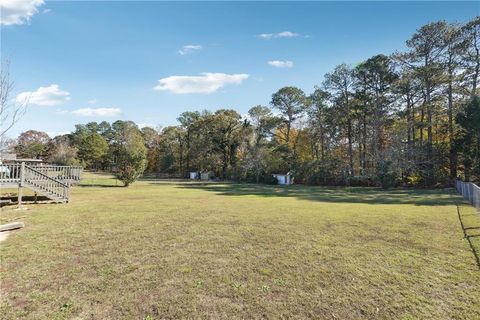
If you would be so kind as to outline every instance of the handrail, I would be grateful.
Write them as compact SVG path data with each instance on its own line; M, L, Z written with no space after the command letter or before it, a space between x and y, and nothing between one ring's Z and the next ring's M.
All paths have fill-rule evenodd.
M24 175L21 183L49 192L64 201L68 201L68 183L54 179L31 166L25 165Z
M15 183L20 181L20 163L0 164L0 181ZM61 181L78 182L83 171L79 166L28 165L43 174Z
:::::
Could you arrange every line of the listing above as a JSON array of strings, one string per line, with blank lines and the picture left out?

[
  "If you would be so kind as to outline every instance of the handrail, I would be grateful.",
  "Write them as compact SVG path data with each instance on its own line; M, L, Z written with no space after the command letter or before it, a space between x and y, and nothing between one ring's Z and the next ring's M.",
  "All paths have fill-rule evenodd.",
  "M24 175L21 183L49 192L64 201L68 201L68 183L54 179L31 166L25 165Z",
  "M15 183L20 181L20 163L0 164L0 181ZM61 181L78 182L83 171L79 166L28 165L43 174Z"
]